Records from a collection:
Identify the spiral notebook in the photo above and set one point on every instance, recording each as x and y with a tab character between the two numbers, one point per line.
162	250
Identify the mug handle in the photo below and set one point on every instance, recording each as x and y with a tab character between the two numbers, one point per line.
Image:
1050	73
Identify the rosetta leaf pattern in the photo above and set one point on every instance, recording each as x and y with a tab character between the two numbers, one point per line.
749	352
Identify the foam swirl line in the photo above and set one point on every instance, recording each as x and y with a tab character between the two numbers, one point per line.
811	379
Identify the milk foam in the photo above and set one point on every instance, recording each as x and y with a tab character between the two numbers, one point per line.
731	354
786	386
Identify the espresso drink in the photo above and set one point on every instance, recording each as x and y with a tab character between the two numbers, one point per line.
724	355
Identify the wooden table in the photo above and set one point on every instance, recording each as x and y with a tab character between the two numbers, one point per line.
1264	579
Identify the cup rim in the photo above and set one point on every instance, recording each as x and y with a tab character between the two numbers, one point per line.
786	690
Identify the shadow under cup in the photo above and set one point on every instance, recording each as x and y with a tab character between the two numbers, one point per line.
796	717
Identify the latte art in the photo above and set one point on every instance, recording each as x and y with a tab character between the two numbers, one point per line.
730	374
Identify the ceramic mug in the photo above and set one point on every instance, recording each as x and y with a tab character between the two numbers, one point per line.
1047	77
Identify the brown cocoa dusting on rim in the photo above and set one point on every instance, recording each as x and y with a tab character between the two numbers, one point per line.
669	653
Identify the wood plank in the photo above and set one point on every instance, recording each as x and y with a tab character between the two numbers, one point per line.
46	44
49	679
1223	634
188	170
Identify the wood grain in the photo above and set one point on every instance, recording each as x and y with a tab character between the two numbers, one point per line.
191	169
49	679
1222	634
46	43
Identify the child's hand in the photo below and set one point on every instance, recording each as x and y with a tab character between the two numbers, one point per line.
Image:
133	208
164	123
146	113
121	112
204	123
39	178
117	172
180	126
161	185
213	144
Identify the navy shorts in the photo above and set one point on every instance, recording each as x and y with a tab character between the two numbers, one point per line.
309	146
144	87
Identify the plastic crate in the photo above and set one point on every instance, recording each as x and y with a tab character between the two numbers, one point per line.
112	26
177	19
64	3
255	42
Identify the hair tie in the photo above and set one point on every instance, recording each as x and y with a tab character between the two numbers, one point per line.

STATED TASK →
Could you give again exactly the lines from the line containing "Identify the navy" through the final line of the data above, and no others?

SOLUTION →
Identify the navy shorts in the photo above and set one point on every instance, recording each as x and y with a tab character between the two numbers, one point per line.
309	146
144	87
Identify the plastic crate in the photo above and set one point on every instance, recording each as x and y with a tab character between the two numbers, one point per line.
112	26
177	19
64	3
255	42
Identify the hair tie in the photo above and set one point on every instance, recording each as x and y with a tab character between the two numbers, one point per line.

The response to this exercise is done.